▸ Extracted text:
+--

UCL Mathematical & Physical Sciences


UCL Chemistry has won 3 Provost Teaching Awards this year

1 March 2016

Chem160X team…

Martin Rosillo-Lopez won the PG Teaching Assistant award

Martin is currently in 4th year of his PhD and is supervised by Christoph Salzmann. Alongside his PhD studies he has served as the TA for the Physical Chemistry section. 

He has additionally played a significant role in the support of the CHEM160x Chemistry for Biologists lab course and his award recognises the his demonstrable impact on the student experience over the last two years.

He has helped to establish new and improved ways of assessing this course and providing better feedback to the students.

He has helped develop resources in the form of lab manuals, questions and training videos.

Moreover, he has helped this year to train new PhD student demonstrators, ensuring that his knowledge and expertise are not lost.  

Andrew Wills has won an individual staff award

He is a Reader in Physical Chemistry, specialising in the synthesis and study of materials with new types of electronic properties.

After a term as Director of Studies, he is taking a breather from a full teaching load and is using his sabbatical to develop new research directions and work with the Connected Curriculum team.

In 2013 he received a Provost's Teaching Award for initiatives that have improved the management of the student experience and the quality of feedback for many thousands of lab experiments.

His 2016 Provost's Teaching Award is for developing a new e-learning space that is able to support the development of mathematical skills across year groups and faculties, FERMAT-vle. This VLE interfaces with Mathematica to generate mathematic practice questions on demand, allowing students to challenge themselves with multiple examples and test themselves against it.

CHEM160X Team led by Andrea Sella won the Team award

Finally the 'CHEM160x Team' led by Andrea Sella won the Team Award. The Chem160x module and the lab course in particular has pioneered new approaches to teaching.

The team took existing practicals and got students to do chemistry on a set of 6-20 variants of the same procedure.

For example they might determine the iron content of one of a dozen dietary supplements bought on the High street or from the internet.

Or they would look at the response of one of six different acids to the addition of alkali. In doing so the students collected a small piece of a larger puzzle that could be later assembled in a whole class seminar.

The aim was to encourage a spirit of inquiry, to make the lab more personal for each student, and to give the entire class a sense of purpose and ownership of the data.

More importantly the entire class could look at each other's results and consider bigger picture issues like error analysis and statistics, intermolecular forces, spectroscopy and other key ideas for chemists.

Contributions to this project have come from a large number of individuals, including but limited to:  Andrea Sella, Katherine Holt, Tracey Clarke, Kreso Bucar, Helen Grounds, Martin Rosillo-Lopez, Daren Caruana, Paul McMillan, Caroline Knapp, Rachael Hazael, Hugo Bronstein, Matt Blunt, Crosby Medley, Mike Parkes, Alan Philcox, Phil Hayes, Martyn Towner, Claire Gacki, Dave Webb, Toby Gill, Abigail Mountain, Derek Tocher,  Furio Cora and the CHEM160x students.

+--

▸ Problem 1:
Please copy word for word the part of the teaching awards article starting at "He is a Reader" and ending at "of lab experiments.".
▸ Problem 2:
According to the teaching awards article, why did the CHEM160X team have students work on different variants of the same lab procedure? Answer in one to three sentences.

+--

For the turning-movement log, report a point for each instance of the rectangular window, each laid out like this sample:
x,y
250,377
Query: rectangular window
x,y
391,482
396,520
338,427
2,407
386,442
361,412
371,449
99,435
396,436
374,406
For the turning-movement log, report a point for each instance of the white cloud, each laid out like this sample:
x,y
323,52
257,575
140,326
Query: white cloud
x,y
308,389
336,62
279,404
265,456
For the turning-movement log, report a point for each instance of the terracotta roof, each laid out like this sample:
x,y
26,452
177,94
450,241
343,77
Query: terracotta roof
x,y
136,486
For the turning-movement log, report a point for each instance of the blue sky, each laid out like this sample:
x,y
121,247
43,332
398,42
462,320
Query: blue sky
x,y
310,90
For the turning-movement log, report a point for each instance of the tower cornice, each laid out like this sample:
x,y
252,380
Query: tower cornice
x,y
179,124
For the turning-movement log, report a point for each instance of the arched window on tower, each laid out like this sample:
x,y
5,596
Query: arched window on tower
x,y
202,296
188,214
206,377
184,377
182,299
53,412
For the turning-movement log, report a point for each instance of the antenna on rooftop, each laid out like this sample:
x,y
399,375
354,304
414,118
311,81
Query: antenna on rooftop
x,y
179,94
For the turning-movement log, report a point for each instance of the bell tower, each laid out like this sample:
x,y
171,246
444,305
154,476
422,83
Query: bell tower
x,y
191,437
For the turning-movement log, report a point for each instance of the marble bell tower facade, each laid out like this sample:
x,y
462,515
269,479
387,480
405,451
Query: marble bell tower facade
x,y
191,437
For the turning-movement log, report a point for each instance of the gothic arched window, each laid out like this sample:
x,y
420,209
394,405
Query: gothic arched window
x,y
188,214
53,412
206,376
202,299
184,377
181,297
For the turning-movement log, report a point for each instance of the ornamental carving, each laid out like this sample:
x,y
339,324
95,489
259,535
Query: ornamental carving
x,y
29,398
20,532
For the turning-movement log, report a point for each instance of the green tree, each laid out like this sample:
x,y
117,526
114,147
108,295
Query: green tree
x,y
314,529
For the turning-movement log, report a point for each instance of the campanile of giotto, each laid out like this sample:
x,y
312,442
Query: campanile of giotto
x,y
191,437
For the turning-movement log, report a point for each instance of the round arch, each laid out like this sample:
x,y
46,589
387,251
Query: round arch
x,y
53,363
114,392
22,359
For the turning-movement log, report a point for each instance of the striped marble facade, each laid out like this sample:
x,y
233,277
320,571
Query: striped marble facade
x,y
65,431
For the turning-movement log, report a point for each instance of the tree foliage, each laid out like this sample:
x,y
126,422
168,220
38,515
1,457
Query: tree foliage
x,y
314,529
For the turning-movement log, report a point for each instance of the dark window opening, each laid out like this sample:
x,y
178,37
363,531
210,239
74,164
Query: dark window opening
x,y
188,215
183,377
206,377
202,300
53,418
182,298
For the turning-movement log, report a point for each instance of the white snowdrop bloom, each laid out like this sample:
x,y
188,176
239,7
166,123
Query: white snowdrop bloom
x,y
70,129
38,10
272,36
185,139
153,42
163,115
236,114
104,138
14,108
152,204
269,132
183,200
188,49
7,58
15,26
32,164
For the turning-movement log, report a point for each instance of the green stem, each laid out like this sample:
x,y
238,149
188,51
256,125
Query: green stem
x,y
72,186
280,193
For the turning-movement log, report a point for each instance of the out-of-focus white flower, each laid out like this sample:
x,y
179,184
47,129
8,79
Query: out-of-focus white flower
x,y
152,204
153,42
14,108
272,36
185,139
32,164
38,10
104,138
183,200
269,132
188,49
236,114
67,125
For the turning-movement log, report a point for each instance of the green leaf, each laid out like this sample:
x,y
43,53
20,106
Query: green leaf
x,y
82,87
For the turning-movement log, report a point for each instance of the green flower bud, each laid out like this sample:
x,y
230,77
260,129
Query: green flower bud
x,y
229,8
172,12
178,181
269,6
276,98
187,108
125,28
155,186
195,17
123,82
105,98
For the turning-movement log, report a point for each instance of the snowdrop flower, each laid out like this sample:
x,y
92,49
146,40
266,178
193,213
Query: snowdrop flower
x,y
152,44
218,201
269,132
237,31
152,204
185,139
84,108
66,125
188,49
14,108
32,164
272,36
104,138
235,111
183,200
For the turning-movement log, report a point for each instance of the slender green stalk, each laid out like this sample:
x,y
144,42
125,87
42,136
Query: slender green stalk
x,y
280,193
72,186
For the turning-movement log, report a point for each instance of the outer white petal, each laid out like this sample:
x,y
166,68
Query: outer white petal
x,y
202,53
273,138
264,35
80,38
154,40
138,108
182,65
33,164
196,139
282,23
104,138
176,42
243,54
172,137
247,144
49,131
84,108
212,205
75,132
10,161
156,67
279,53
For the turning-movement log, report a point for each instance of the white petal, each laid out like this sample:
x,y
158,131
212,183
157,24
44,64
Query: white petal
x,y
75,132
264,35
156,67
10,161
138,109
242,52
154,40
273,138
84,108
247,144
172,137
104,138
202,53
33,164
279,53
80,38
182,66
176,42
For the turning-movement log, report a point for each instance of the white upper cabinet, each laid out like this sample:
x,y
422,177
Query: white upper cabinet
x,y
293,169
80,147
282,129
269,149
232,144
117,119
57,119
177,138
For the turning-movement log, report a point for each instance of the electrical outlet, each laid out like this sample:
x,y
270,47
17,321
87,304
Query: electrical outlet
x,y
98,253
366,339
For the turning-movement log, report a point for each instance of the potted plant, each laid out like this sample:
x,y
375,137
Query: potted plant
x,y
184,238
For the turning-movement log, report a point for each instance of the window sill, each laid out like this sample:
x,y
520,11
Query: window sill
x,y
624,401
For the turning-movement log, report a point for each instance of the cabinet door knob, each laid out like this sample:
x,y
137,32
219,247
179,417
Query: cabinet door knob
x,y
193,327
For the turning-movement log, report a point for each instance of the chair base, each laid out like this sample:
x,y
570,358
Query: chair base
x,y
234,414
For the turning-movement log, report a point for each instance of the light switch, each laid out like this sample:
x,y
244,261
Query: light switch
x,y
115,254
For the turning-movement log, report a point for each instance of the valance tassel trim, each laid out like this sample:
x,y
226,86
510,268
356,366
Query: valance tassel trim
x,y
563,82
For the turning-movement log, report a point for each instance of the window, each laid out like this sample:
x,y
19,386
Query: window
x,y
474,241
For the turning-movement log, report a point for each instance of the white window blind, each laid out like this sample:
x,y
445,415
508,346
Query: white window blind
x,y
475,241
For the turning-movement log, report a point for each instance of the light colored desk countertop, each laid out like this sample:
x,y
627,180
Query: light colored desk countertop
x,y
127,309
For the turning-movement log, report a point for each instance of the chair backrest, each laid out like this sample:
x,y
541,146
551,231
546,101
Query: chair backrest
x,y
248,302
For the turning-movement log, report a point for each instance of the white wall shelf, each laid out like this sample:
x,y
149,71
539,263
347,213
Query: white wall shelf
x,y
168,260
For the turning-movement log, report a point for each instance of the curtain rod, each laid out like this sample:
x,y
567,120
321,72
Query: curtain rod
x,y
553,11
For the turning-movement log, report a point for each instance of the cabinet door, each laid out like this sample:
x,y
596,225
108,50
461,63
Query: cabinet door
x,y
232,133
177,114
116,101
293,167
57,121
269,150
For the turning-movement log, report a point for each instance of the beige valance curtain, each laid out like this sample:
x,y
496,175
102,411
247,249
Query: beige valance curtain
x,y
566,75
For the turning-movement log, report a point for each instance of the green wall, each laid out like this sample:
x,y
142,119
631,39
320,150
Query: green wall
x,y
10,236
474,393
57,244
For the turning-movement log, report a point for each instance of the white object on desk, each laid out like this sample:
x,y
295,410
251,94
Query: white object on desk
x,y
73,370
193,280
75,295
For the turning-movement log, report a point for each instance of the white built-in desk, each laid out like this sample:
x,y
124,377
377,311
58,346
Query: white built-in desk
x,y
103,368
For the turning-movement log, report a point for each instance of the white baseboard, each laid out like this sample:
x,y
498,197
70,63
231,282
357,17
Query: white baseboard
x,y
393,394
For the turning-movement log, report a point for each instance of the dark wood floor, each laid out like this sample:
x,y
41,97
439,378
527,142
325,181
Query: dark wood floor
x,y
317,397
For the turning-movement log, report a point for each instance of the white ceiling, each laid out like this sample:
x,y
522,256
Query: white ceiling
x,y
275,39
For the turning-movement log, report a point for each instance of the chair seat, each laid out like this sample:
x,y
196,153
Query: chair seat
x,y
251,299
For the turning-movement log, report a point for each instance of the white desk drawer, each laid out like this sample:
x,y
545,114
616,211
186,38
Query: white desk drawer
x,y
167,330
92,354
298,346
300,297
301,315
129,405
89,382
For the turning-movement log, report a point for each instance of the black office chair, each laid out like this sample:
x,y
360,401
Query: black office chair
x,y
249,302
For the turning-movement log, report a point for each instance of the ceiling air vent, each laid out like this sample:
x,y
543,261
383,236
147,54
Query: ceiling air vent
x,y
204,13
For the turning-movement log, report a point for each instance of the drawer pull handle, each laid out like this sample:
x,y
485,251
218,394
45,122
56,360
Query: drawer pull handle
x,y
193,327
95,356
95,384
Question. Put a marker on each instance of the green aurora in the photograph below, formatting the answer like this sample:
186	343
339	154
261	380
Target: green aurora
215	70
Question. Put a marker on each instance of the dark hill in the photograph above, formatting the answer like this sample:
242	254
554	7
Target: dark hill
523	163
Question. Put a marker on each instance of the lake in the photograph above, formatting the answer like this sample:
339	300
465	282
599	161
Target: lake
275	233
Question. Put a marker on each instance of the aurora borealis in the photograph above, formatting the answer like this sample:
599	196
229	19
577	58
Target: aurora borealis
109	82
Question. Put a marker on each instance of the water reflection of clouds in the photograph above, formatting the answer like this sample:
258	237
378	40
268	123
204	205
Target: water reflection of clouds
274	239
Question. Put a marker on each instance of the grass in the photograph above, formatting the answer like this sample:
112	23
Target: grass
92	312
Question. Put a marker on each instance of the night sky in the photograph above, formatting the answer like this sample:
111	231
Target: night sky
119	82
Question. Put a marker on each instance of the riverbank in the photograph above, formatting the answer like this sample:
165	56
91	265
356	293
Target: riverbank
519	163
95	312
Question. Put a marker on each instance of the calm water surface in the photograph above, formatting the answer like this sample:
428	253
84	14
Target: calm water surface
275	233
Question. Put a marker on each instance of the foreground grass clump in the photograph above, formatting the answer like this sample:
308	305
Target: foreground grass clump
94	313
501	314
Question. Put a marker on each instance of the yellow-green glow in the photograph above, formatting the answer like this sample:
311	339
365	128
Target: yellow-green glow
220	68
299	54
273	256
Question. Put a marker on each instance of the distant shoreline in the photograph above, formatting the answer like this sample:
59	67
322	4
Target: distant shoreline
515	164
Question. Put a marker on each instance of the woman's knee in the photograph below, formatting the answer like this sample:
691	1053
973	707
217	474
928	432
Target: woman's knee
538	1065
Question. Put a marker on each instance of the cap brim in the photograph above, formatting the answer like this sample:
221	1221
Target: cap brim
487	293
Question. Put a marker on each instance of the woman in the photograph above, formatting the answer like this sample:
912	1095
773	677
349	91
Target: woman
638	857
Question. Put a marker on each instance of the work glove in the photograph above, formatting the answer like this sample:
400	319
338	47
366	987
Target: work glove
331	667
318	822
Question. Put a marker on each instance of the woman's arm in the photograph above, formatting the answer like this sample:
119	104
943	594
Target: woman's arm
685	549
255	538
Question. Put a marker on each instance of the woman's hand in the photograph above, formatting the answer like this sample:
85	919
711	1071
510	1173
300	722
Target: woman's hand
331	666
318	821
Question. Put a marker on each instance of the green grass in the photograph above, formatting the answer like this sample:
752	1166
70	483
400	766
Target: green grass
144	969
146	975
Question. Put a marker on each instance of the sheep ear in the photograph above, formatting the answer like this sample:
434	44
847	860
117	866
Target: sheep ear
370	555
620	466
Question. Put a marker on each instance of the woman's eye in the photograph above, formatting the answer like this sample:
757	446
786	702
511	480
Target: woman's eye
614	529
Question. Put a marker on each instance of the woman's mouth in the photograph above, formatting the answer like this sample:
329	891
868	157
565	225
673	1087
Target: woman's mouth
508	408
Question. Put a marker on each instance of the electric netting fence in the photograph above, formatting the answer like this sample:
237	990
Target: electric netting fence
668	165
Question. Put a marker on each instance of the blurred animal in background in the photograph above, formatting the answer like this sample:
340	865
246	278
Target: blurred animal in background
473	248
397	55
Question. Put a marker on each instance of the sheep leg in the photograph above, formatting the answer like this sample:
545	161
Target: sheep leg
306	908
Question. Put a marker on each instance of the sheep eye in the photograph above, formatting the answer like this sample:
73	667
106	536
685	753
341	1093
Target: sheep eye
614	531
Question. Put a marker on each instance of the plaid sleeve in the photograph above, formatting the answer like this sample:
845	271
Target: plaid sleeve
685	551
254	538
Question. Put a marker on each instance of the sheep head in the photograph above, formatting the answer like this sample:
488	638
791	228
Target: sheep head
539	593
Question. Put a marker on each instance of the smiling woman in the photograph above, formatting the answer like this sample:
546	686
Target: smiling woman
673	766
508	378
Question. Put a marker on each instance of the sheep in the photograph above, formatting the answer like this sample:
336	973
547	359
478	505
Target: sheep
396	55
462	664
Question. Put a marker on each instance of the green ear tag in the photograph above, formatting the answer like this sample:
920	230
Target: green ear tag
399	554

+--

▸ Worked solution 1:
He is a Reader in Physical Chemistry, specialising in the synthesis and study of materials with new types of electronic properties.

After a term as Director of Studies, he is taking a breather from a full teaching load and is using his sabbatical to develop new research directions and work with the Connected Curriculum team.

In 2013 he received a Provost's Teaching Award for initiatives that have improved the management of the student experience and the quality of feedback for many thousands of lab experiments.

▸ Worked solution 2:
Each student collected a small piece of a larger puzzle that could later be assembled in a whole class seminar. The aim was to encourage a spirit of inquiry, make the lab more personal for each student, and give the entire class a sense of purpose and ownership of the data. It also let the class look at each other's results and consider bigger picture issues like error analysis and statistics, intermolecular forces and spectroscopy.